> _WHAT THE EXERCISE ASKS_:
Begin with the line in which "Each instance of the grass gets" appears and end with the final line of the entries. Retype each one exactly and add nothing.
START PROVIDED INFORMATION
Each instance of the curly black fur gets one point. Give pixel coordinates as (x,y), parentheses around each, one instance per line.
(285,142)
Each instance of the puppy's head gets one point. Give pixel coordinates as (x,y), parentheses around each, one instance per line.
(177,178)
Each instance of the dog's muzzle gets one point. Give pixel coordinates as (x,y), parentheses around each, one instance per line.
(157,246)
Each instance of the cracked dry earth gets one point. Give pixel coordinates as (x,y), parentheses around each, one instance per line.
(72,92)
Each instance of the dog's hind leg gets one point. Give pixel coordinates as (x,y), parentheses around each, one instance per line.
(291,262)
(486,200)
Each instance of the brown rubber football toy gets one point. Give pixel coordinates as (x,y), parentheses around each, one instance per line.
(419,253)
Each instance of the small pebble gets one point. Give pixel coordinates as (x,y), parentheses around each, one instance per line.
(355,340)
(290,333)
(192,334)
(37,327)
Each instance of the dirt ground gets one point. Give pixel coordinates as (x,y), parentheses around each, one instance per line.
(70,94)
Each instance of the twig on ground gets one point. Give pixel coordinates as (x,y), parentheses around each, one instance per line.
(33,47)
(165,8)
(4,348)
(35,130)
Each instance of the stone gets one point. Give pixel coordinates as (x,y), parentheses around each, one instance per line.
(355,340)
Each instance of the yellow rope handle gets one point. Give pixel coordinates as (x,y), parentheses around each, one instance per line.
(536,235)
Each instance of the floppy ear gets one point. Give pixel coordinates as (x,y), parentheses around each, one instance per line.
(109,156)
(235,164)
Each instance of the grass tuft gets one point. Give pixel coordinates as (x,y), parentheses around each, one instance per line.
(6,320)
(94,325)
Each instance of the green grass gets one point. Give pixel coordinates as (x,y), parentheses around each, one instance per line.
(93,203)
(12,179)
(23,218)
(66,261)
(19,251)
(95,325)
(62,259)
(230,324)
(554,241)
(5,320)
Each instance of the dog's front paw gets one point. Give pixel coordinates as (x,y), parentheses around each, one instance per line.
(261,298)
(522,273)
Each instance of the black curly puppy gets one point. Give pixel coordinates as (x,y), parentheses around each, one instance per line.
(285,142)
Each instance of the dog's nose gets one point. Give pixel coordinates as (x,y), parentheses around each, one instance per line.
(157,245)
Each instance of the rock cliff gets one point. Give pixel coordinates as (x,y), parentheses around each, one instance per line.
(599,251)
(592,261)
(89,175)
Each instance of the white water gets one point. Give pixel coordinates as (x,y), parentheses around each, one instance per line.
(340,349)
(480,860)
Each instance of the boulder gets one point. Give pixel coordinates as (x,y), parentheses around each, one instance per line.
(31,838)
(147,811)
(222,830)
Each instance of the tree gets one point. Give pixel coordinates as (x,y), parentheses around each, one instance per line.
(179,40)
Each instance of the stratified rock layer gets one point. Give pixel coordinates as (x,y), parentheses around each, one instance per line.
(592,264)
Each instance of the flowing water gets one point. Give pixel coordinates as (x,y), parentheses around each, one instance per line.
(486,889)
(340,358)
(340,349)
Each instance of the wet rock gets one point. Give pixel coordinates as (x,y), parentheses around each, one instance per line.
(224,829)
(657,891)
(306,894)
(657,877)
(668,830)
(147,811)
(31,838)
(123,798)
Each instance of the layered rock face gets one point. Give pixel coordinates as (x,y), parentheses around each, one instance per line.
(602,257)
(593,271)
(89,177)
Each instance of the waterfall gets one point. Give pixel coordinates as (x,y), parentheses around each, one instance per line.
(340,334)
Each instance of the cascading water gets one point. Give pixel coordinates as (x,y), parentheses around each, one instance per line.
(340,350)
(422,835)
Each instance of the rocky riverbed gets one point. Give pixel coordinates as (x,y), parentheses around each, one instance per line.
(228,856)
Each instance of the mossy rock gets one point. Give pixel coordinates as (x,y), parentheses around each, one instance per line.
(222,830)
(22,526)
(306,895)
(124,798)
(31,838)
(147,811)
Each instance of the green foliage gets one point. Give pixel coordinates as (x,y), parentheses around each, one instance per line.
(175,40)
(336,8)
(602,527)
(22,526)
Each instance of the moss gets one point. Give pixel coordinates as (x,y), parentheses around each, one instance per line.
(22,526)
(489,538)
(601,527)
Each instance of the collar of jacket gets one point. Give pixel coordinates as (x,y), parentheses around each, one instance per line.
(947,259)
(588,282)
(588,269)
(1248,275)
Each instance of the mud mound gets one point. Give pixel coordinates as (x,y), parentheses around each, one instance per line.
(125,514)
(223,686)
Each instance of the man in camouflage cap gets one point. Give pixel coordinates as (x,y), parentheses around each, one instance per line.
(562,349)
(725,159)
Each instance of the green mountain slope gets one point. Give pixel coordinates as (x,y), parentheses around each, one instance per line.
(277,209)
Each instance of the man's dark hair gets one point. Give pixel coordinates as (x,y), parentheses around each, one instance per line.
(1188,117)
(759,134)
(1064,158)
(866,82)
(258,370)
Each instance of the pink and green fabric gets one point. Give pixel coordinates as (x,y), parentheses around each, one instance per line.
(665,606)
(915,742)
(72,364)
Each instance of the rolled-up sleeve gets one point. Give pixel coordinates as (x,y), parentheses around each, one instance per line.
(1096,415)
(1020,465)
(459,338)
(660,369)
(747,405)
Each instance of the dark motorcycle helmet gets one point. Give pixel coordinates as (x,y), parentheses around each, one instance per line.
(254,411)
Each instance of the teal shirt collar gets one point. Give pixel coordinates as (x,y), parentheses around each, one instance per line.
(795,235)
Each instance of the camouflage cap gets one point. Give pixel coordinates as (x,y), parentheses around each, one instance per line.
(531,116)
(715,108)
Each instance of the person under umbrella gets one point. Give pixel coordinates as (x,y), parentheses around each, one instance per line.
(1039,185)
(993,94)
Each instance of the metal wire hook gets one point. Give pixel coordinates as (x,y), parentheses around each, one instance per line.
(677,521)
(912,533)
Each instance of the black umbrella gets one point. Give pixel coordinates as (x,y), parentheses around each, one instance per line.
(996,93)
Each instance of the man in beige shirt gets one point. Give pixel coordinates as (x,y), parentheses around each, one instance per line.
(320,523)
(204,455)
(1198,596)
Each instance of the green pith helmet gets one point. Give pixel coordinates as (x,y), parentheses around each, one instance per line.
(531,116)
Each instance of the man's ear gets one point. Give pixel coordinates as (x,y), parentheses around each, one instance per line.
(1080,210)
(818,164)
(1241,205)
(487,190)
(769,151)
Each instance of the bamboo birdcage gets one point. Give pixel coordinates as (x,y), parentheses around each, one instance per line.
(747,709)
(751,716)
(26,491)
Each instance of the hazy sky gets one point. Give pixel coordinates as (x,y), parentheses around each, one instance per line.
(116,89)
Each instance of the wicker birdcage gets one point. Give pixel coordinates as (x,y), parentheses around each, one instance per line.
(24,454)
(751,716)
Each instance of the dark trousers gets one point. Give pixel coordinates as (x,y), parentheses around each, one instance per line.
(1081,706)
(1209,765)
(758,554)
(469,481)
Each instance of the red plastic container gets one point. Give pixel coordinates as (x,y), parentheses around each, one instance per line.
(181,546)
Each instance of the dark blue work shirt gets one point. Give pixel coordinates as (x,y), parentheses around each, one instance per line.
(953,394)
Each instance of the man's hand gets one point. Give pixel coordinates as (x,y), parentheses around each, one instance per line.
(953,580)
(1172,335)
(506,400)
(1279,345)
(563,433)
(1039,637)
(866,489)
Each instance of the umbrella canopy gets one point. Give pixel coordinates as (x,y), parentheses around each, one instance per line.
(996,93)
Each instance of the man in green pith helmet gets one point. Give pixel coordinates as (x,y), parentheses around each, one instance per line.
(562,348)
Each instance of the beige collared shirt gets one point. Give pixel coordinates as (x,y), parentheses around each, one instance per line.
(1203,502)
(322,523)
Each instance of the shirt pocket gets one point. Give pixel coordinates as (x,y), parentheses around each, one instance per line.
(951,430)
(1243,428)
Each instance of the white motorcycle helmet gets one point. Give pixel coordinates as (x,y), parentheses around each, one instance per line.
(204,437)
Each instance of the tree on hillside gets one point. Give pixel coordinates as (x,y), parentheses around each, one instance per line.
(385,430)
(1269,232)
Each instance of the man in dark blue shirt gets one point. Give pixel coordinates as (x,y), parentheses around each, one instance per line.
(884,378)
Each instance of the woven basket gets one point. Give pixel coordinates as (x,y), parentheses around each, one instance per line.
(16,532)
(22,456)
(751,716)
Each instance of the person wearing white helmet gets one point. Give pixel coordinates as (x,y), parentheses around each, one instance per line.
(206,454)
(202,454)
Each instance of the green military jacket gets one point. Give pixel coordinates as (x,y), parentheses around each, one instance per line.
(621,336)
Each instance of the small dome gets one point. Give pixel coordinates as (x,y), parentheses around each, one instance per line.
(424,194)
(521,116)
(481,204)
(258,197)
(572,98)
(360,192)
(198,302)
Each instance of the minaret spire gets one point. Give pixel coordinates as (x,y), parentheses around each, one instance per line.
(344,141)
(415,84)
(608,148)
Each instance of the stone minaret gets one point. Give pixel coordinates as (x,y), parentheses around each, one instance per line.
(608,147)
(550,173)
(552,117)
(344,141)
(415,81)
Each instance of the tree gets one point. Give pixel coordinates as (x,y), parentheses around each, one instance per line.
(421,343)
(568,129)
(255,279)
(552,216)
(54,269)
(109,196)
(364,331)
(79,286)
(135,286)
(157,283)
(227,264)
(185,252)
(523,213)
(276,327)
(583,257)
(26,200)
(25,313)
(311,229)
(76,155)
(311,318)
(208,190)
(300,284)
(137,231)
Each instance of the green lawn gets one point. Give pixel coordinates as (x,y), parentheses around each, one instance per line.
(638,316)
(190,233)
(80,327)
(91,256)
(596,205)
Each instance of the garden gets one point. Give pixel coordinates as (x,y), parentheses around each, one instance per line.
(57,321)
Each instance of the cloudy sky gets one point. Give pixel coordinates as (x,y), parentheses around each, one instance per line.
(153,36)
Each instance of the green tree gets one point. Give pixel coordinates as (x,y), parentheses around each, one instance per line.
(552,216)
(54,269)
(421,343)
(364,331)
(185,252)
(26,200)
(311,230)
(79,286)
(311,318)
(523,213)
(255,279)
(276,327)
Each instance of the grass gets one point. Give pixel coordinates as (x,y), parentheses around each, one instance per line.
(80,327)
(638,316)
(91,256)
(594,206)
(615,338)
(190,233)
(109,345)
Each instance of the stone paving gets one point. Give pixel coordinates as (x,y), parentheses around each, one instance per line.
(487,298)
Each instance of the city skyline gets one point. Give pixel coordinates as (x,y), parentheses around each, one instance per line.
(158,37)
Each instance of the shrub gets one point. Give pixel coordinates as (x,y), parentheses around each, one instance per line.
END PROVIDED INFORMATION
> _ANSWER FOR THIS EXERCISE_:
Each instance of the grass gets one point. Give pixel coordinates as (x,y), parentheses around each, one instance per line.
(80,327)
(638,316)
(91,256)
(594,206)
(615,338)
(190,233)
(109,345)
Each instance of the stone paving gets one point. Give pixel coordinates as (x,y), parentheses around each, one instance per line.
(487,298)
Each instance of the city skyline gets one point. Give pixel coordinates as (x,y), parentheses around each, one instance per line.
(158,37)
Each instance of the shrub gets one point. Give pixel coordinates as (x,y), parentheses around each, one instance per line.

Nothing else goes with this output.